> Instructions to follow: Please tally the lines in the data below that include the string "face", and reply with only the total.

--- Entries supplied Enclosed Below ---

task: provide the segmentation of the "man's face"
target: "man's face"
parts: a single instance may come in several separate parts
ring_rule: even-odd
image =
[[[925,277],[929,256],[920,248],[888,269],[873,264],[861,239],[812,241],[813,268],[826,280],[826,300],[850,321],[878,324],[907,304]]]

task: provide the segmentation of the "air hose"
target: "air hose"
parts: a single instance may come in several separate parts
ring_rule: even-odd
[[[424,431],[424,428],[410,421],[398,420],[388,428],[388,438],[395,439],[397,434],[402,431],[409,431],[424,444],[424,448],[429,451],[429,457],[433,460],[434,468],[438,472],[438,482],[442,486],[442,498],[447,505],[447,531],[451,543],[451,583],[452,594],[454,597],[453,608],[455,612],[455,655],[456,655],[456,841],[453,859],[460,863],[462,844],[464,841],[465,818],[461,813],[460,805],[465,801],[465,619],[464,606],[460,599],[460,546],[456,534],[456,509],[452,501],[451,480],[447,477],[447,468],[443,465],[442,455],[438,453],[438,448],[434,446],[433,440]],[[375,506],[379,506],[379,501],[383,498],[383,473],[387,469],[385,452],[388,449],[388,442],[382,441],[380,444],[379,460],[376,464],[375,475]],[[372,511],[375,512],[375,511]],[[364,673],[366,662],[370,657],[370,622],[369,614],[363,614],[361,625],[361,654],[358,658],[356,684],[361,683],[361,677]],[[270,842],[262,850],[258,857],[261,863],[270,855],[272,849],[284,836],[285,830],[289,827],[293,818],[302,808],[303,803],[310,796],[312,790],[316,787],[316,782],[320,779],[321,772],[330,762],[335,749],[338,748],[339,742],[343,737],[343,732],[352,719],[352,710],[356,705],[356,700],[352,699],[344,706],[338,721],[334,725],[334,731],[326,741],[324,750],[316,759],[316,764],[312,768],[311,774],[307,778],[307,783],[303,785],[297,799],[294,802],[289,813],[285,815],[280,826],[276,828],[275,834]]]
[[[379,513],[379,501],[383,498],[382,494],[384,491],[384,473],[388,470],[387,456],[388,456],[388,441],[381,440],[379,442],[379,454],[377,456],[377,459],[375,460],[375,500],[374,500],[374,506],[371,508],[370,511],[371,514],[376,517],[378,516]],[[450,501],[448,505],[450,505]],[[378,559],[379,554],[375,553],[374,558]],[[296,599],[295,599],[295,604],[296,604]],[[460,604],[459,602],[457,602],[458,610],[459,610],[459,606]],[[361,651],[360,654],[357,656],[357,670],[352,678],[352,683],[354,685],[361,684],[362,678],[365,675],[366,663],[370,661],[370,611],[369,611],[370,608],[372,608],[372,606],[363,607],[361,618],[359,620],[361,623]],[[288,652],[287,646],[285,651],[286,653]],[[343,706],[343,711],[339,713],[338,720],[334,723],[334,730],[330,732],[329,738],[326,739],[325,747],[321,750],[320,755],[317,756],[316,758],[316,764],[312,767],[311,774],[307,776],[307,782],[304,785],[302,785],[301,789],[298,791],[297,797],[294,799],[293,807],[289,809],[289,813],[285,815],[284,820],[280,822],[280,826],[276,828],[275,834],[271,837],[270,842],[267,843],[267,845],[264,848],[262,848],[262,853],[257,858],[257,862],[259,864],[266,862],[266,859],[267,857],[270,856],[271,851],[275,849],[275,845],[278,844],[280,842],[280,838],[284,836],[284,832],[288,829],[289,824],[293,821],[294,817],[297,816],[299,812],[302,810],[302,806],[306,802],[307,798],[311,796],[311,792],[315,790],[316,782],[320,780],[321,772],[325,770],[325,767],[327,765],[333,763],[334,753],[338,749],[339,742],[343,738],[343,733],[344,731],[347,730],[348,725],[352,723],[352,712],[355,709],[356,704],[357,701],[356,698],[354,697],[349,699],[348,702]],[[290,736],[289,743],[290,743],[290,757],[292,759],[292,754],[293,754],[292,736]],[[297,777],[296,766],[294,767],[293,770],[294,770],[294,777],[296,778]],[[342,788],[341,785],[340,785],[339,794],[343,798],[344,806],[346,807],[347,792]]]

--- End of Enclosed Entries supplied ---

> Written reply: 2